## Extracted information:
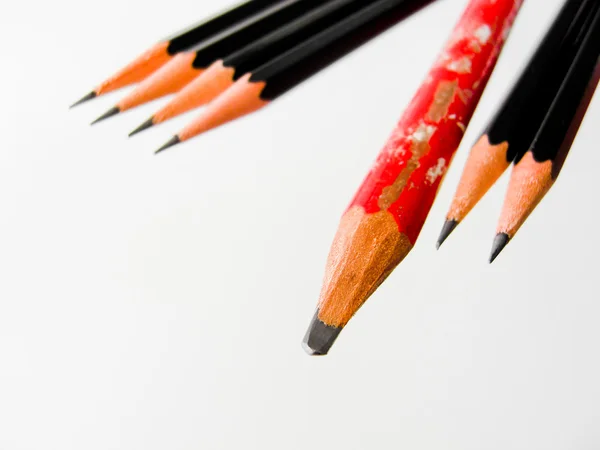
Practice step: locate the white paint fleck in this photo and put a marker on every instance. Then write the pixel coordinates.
(483, 34)
(436, 171)
(423, 133)
(462, 65)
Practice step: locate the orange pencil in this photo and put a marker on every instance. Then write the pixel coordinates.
(223, 73)
(162, 52)
(258, 88)
(383, 221)
(512, 129)
(187, 65)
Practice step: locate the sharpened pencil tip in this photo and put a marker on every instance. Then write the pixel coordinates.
(147, 124)
(447, 230)
(500, 242)
(320, 337)
(111, 112)
(84, 99)
(173, 141)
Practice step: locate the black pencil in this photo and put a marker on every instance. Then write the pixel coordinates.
(515, 123)
(189, 64)
(224, 72)
(256, 89)
(536, 169)
(162, 52)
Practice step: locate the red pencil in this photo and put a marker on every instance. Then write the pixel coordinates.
(385, 217)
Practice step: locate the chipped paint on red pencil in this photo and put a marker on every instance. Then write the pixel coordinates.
(392, 204)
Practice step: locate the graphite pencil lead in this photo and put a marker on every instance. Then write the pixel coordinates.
(173, 141)
(320, 337)
(111, 112)
(84, 99)
(147, 124)
(500, 241)
(447, 230)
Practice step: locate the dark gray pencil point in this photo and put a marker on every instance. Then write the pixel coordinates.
(84, 99)
(447, 229)
(500, 242)
(111, 112)
(147, 124)
(174, 141)
(320, 337)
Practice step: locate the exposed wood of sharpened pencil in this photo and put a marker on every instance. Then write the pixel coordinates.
(223, 73)
(387, 213)
(516, 121)
(536, 171)
(186, 66)
(163, 51)
(255, 90)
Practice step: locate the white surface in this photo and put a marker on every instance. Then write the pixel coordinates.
(154, 303)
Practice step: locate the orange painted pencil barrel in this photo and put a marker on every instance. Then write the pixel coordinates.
(386, 215)
(162, 52)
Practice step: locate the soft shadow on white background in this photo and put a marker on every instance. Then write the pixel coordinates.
(152, 303)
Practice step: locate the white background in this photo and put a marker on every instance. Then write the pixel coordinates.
(154, 303)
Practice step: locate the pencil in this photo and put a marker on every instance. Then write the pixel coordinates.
(255, 90)
(536, 170)
(384, 219)
(187, 65)
(163, 51)
(516, 121)
(224, 72)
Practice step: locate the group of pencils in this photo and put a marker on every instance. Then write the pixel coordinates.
(241, 60)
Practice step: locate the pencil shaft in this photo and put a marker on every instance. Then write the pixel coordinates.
(162, 52)
(513, 127)
(525, 106)
(224, 72)
(270, 19)
(294, 66)
(284, 39)
(536, 171)
(205, 29)
(387, 213)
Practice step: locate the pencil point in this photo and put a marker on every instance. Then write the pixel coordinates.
(111, 112)
(500, 242)
(320, 337)
(447, 229)
(84, 99)
(174, 141)
(147, 124)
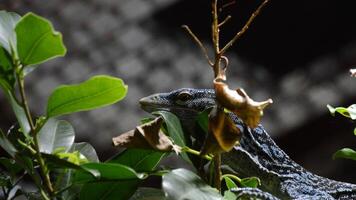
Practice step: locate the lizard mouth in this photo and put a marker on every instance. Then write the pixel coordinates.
(149, 104)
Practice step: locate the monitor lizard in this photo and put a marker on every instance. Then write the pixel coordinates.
(257, 155)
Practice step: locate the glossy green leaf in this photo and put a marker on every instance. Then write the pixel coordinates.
(184, 184)
(18, 110)
(37, 41)
(109, 190)
(6, 145)
(10, 165)
(6, 71)
(252, 182)
(86, 150)
(98, 91)
(228, 195)
(175, 131)
(8, 21)
(108, 171)
(349, 112)
(143, 193)
(55, 134)
(141, 160)
(203, 120)
(345, 153)
(54, 162)
(229, 183)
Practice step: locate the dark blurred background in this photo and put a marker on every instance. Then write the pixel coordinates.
(296, 52)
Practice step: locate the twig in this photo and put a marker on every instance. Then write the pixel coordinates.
(215, 29)
(246, 26)
(217, 171)
(225, 20)
(43, 169)
(199, 43)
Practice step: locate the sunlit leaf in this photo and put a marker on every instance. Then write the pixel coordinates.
(345, 153)
(252, 182)
(349, 112)
(37, 41)
(143, 193)
(141, 160)
(184, 184)
(55, 134)
(229, 183)
(8, 21)
(175, 131)
(228, 195)
(86, 150)
(6, 145)
(108, 171)
(98, 91)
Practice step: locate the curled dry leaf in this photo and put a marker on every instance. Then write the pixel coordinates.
(238, 102)
(146, 136)
(222, 133)
(353, 72)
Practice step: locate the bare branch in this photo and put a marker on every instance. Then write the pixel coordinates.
(215, 28)
(246, 26)
(199, 43)
(225, 20)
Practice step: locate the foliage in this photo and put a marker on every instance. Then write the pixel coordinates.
(42, 148)
(349, 112)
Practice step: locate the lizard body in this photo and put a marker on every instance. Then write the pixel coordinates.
(258, 155)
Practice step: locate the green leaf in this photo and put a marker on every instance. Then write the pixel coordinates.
(109, 190)
(175, 131)
(18, 110)
(184, 184)
(203, 120)
(229, 183)
(98, 91)
(86, 150)
(10, 165)
(55, 134)
(6, 145)
(53, 162)
(143, 193)
(37, 41)
(8, 21)
(141, 160)
(252, 182)
(228, 195)
(6, 71)
(349, 112)
(345, 153)
(108, 171)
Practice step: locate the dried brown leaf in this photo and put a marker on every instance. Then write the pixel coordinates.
(238, 102)
(222, 135)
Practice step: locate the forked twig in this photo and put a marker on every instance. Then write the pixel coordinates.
(225, 20)
(199, 43)
(246, 26)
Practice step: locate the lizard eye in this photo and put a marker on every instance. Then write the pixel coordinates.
(183, 97)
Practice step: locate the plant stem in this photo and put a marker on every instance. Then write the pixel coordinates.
(217, 171)
(195, 152)
(245, 27)
(43, 168)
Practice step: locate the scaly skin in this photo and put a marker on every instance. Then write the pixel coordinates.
(258, 155)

## What is required:
Copy everything from the line containing "Practice step: locate the lizard body" down to the end of the records, requests included, and add 89 to every number in the coordinates.

## Exercise result:
Practice step: locate the lizard body in this photo and put a marker on every instance. Then write the pixel coordinates.
(347, 244)
Practice step: locate the green leaf in this photo and put a marker on every instance. Then write the pixel coordinates.
(198, 279)
(264, 220)
(107, 199)
(273, 273)
(292, 209)
(318, 272)
(187, 180)
(175, 239)
(99, 254)
(144, 223)
(95, 234)
(142, 251)
(232, 282)
(126, 130)
(97, 110)
(230, 249)
(341, 271)
(317, 284)
(95, 160)
(438, 201)
(434, 242)
(197, 260)
Practice step: locate the dried brown leaf in this photo and put a marker on every instance. Then write the pixel coordinates.
(327, 191)
(311, 224)
Practice step: locate the forked twig in this photo and put a marker on every instance. Then write the pixel coordinates.
(314, 109)
(288, 132)
(335, 115)
Practice step: locate the lizard eye in this photo and put a marker on every instance. Then write the pixel coordinates.
(272, 186)
Practice step: locate the plant stem in this photo and put a marker on every instance. Then write the pixel coordinates.
(306, 260)
(284, 241)
(334, 116)
(132, 257)
Practice step: locate the scaly skin in this photo and put a marker on every instance. Then write the pixel coordinates.
(347, 244)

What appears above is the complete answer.